----- SOURCE MATERIAL -----
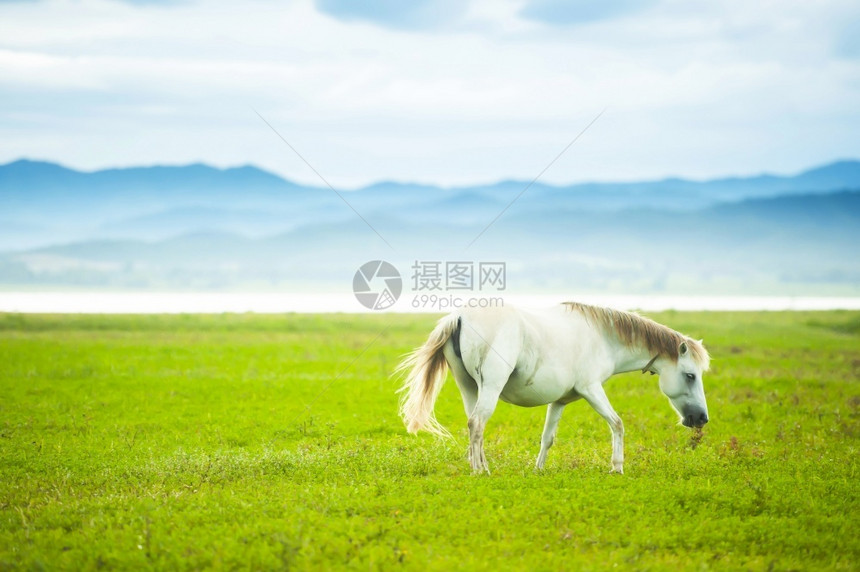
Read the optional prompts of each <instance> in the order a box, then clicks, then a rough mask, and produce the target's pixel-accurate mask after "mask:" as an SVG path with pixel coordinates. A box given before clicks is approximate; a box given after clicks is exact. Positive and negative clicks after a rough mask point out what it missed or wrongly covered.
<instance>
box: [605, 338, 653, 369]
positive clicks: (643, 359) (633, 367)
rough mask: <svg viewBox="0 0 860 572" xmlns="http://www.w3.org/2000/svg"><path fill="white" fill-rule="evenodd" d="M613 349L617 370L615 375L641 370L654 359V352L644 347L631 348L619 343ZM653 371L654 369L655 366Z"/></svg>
mask: <svg viewBox="0 0 860 572" xmlns="http://www.w3.org/2000/svg"><path fill="white" fill-rule="evenodd" d="M613 349H614V358H615V370H614V372H613V375H614V374H616V373H626V372H628V371H637V370H641V369H642V368H644V367H645V366H646V365H648V362H650V361H651V360H652V359H653V358H654V355H653V352H652V351H651V350H649V349H648V348H647V347H644V346H633V347H631V346H626V345H624V344H622V343H620V342H617V343H615V344H614V348H613ZM654 365H656V364H654ZM652 369H654V366H653V365H652Z"/></svg>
-----
# WORK TO BE COMPLETED:
Set every entry down again word for word, but not the pictures.

# TASK RESULT:
Read the optional prompts of each <instance> in the order a box, then clicks, then a rough mask, and produce the target's pixel-accurate mask after "mask:" as an SVG path with pixel coordinates. A box given before clicks is approximate; a box given after clicks is exact. Positive and negative clicks after a rough mask point out what it missed or wrongly covered.
<instance>
box: [605, 338, 653, 369]
positive clicks: (643, 359) (633, 367)
rough mask: <svg viewBox="0 0 860 572" xmlns="http://www.w3.org/2000/svg"><path fill="white" fill-rule="evenodd" d="M613 349L617 370L615 375L641 370L654 359V352L644 347L631 348L619 343ZM653 371L654 369L655 366Z"/></svg>
mask: <svg viewBox="0 0 860 572" xmlns="http://www.w3.org/2000/svg"><path fill="white" fill-rule="evenodd" d="M613 349H614V358H615V370H614V372H613V375H614V374H616V373H626V372H628V371H637V370H641V369H642V368H644V367H645V366H646V365H648V362H650V361H651V360H652V359H653V358H654V355H653V352H652V351H651V350H649V349H648V348H647V347H644V346H633V347H631V346H626V345H624V344H622V343H620V342H617V343H615V344H614V348H613ZM654 365H656V364H654ZM652 369H654V366H653V365H652Z"/></svg>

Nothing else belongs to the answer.